• [Task details]:
Filter the records below, keeping only the lines that contain the string "stone". Copy each matching line unchanged.
>> BEGIN Exercise materials
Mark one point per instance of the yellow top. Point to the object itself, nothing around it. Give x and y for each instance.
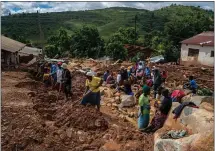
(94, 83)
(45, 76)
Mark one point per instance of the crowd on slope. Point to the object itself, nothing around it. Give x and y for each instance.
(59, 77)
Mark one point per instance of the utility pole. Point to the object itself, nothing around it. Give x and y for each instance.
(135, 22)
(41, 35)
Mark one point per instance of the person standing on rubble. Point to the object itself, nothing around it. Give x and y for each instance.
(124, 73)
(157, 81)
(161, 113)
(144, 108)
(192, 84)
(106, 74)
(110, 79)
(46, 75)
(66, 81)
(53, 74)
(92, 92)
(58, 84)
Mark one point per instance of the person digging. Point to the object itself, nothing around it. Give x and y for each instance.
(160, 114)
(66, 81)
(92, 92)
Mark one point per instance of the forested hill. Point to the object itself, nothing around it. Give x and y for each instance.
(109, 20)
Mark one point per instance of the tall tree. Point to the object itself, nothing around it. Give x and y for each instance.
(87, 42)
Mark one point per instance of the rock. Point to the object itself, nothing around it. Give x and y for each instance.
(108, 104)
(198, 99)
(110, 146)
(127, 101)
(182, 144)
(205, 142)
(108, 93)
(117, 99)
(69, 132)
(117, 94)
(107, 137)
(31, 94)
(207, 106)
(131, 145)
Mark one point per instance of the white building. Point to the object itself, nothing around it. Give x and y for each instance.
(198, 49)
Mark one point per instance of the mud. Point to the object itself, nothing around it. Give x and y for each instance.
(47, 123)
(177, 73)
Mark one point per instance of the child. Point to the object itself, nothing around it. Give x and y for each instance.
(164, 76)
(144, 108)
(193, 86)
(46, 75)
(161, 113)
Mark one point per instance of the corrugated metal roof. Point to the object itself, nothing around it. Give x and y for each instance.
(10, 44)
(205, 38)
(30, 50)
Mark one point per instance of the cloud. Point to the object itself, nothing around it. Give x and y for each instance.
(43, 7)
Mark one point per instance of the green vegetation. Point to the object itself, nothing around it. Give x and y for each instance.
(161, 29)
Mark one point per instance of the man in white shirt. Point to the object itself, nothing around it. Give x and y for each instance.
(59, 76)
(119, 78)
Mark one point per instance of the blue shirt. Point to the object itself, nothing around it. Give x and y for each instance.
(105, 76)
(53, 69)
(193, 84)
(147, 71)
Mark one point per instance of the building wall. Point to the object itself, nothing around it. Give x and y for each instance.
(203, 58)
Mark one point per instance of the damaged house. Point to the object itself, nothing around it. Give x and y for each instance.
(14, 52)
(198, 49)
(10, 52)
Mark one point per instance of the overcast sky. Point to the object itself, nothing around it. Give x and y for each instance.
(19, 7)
>> END Exercise materials
>> BEGIN Exercise materials
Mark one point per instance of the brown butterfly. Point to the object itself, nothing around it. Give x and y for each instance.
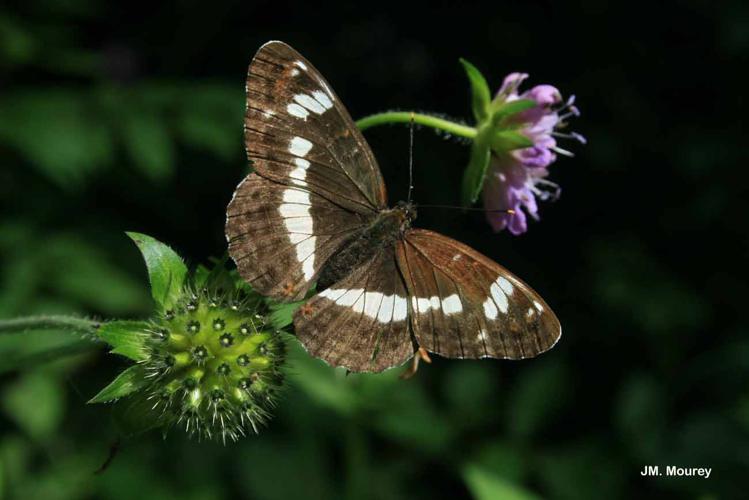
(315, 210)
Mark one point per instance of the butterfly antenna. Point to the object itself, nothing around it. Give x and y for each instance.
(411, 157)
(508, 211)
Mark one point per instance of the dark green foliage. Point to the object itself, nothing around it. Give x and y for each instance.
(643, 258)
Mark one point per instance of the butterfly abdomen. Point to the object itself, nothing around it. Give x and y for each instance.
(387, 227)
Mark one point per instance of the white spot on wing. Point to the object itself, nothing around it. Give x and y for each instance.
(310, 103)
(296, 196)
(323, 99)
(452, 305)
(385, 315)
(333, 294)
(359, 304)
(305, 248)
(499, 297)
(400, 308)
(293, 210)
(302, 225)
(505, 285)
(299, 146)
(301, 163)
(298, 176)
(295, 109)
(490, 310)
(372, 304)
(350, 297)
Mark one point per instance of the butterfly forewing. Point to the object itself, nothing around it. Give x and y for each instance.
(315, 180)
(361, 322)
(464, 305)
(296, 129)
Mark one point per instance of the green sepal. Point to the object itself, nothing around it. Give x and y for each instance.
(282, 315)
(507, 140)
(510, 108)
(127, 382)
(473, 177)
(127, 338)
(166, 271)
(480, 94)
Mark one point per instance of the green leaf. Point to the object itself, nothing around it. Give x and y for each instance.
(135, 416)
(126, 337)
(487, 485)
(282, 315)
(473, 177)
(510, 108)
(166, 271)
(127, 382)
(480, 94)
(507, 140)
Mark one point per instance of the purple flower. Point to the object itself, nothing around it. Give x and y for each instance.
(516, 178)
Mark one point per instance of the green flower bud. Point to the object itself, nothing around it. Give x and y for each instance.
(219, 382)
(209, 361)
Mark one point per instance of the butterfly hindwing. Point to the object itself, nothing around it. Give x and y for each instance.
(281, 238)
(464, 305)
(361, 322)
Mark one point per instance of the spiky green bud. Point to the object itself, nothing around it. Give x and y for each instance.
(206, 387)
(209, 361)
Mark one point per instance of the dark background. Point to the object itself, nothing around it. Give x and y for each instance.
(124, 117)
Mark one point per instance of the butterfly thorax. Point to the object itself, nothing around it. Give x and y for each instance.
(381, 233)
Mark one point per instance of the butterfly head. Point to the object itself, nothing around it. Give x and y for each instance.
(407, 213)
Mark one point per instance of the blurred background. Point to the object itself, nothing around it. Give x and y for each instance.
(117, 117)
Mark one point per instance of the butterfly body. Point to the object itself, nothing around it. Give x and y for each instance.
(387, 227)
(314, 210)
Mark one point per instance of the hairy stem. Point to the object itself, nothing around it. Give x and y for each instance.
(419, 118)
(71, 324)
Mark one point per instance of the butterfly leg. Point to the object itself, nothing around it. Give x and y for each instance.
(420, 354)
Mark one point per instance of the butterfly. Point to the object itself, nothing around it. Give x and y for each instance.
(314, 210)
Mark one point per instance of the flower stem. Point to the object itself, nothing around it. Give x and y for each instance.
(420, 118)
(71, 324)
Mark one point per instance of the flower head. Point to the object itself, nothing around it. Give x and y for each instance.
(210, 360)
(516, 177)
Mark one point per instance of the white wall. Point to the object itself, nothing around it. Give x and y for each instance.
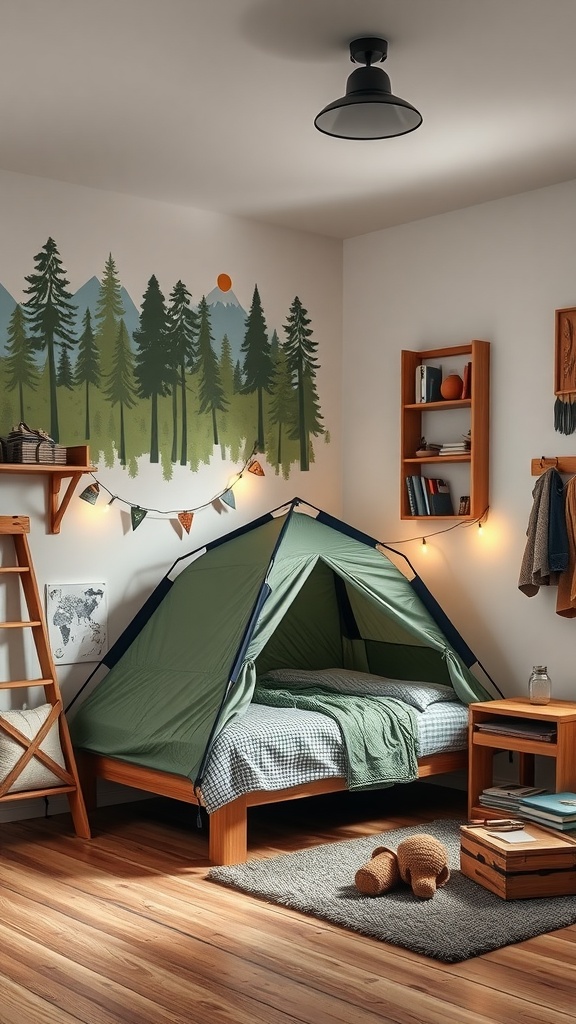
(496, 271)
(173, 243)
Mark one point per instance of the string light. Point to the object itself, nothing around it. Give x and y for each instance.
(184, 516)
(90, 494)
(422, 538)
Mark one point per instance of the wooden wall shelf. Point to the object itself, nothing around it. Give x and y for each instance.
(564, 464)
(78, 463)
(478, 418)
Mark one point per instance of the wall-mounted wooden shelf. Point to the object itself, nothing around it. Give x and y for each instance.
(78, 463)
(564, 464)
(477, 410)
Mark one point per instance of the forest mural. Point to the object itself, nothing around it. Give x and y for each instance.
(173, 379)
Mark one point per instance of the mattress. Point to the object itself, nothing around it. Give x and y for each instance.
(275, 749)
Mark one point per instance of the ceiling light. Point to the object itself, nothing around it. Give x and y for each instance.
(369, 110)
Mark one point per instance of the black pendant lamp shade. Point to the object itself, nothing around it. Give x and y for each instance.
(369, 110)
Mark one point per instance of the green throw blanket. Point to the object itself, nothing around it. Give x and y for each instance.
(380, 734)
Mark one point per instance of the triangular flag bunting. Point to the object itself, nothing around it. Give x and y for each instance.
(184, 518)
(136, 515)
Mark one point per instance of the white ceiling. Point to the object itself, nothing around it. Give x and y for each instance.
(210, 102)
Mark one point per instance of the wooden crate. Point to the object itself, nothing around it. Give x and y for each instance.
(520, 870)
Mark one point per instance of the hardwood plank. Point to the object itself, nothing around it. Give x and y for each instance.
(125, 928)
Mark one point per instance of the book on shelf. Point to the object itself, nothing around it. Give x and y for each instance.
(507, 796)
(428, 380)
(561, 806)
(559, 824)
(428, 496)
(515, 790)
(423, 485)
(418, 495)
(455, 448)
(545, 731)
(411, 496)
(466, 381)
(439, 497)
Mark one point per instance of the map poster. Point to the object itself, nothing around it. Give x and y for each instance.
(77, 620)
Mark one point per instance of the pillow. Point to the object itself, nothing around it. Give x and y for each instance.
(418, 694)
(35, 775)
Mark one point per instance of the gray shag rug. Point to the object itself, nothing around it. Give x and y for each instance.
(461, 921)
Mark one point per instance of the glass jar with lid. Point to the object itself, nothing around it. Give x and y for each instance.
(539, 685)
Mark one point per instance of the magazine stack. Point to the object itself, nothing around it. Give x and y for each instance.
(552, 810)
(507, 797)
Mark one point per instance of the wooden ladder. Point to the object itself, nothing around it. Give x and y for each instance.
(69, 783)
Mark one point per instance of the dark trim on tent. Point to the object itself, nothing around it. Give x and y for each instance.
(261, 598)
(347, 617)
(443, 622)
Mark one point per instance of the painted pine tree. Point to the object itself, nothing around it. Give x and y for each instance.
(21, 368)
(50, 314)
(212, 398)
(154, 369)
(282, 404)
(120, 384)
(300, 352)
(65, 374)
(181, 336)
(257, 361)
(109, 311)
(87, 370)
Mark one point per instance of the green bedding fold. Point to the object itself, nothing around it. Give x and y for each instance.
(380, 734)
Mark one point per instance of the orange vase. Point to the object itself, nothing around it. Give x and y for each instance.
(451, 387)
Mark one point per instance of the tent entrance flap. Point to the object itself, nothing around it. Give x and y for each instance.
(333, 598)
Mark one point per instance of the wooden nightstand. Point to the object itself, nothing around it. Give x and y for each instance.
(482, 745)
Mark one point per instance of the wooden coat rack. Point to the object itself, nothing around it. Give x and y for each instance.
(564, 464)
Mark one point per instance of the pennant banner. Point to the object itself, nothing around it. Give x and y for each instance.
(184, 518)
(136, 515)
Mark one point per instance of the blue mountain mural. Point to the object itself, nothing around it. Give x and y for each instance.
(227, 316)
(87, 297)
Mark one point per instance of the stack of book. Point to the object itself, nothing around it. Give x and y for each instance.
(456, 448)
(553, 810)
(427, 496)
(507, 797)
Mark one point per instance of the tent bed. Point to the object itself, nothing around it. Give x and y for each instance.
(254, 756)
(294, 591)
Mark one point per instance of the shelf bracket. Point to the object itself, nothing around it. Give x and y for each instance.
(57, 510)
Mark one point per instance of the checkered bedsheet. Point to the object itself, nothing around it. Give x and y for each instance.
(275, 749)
>> END Exercise materials
>> BEGIN Exercise materials
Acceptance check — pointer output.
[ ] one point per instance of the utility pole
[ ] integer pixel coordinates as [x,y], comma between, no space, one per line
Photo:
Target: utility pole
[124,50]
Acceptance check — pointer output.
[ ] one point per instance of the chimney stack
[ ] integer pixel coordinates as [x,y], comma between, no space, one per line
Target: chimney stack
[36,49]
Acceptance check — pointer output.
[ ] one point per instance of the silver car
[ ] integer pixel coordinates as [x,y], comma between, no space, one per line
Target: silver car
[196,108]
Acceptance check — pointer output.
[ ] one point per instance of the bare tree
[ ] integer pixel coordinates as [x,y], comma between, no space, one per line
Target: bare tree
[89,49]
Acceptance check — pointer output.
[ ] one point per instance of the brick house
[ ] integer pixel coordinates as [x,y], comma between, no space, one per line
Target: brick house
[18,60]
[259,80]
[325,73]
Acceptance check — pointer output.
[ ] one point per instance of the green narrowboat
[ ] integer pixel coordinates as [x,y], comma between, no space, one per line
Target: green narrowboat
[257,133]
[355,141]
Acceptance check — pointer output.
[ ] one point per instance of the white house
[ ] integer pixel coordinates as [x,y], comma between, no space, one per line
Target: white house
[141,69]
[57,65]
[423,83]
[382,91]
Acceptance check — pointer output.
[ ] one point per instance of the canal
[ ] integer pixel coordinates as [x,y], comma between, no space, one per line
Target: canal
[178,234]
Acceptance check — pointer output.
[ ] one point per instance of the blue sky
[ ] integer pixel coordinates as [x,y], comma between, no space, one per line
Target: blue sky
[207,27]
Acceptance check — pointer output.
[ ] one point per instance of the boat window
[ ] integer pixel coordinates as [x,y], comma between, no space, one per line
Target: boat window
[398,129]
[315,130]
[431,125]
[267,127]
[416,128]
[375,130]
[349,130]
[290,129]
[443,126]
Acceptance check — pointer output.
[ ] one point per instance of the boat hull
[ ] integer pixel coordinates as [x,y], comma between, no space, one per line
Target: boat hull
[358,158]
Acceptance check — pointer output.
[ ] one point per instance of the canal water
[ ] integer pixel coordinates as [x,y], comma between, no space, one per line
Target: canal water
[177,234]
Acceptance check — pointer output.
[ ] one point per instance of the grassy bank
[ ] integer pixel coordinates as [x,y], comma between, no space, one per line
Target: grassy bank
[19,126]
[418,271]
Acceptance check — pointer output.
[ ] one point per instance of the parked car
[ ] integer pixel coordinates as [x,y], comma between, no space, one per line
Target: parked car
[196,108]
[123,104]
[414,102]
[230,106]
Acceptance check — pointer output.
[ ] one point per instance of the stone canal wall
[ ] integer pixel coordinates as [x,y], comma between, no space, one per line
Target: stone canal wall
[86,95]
>> END Exercise materials
• [Completed task]:
[ ] one point per instance of the stone canal wall
Target: stone canal wall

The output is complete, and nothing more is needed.